Reproduce, with no changes, the line that contains "target | milky way" and all the lines that come after it in the records.

Source records:
*** Block opens ***

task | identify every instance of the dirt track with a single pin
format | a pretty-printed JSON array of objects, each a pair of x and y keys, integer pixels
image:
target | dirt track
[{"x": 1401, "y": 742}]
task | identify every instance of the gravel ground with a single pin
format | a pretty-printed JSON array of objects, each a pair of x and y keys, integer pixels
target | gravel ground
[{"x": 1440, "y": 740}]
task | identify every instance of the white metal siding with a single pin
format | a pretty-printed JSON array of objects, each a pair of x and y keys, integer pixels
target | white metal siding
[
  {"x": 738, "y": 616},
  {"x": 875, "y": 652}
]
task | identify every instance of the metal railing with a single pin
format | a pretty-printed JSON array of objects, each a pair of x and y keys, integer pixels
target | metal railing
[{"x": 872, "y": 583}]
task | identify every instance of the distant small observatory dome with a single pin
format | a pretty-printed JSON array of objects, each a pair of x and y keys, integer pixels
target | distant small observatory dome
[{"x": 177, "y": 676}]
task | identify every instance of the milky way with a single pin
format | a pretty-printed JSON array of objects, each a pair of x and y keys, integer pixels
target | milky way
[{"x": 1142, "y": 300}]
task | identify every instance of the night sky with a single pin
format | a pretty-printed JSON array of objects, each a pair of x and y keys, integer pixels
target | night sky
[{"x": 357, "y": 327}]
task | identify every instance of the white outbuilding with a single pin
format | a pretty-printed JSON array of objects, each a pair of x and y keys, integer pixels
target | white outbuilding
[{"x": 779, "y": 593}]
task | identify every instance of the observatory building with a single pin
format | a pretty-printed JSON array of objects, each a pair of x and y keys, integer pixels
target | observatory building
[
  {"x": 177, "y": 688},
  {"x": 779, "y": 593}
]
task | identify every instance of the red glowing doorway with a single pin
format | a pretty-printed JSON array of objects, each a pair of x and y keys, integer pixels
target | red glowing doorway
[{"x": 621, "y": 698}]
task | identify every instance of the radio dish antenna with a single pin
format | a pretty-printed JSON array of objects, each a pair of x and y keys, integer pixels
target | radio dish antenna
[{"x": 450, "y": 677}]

*** Block closes ***

Task answer:
target | milky way
[{"x": 1142, "y": 300}]
task | identify every instance of the night sky with a single pin
format | a pretty-printed JSON array of objects, each a pair of x and y keys, integer pixels
target | night sky
[{"x": 357, "y": 327}]
task | identify every instance of the white outbuilding with a single pin
format | a pretty-printed JSON array of objects, each a pair of x and y keys, integer pixels
target | white outbuilding
[{"x": 779, "y": 593}]
task | identify every instance of the observatory building with a single pin
format | a pretty-printed JSON array of objects, each a pair of x and y keys, integer pixels
target | observatory building
[
  {"x": 177, "y": 688},
  {"x": 779, "y": 593}
]
task | identify every instance of the red glowing doorway with a single pin
format | a pretty-printed JSON array of objects, each a pair of x and y keys, integer pixels
target | red glowing doorway
[{"x": 621, "y": 698}]
task | identify every instance of the radio dish antenna with a single pin
format | a pretty-printed JSON array of objects, each a pair of x and y keys, integer pixels
target | radio dish antenna
[{"x": 450, "y": 677}]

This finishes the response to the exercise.